[Records drawn from a dataset]
§
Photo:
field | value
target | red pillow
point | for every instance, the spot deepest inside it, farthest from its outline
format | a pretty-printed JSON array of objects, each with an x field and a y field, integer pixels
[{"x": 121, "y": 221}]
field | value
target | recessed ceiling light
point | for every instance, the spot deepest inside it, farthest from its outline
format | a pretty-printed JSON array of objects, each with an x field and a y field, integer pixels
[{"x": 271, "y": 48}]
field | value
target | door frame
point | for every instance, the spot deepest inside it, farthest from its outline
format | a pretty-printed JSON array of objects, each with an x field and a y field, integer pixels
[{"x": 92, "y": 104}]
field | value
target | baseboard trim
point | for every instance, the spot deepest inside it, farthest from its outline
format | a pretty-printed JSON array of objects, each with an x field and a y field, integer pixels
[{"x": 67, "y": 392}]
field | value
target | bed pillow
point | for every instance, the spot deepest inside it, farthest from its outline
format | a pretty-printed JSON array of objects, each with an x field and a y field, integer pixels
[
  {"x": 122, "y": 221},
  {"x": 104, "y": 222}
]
§
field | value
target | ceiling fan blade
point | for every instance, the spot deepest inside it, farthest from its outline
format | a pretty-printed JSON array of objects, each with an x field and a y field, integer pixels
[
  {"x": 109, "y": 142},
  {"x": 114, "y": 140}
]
§
- _PROBLEM STATEMENT_: Check each line above for the string "pillow" and copy every line that has it.

- _RESPONSE TO THE EXERCISE_:
target | red pillow
target | bed pillow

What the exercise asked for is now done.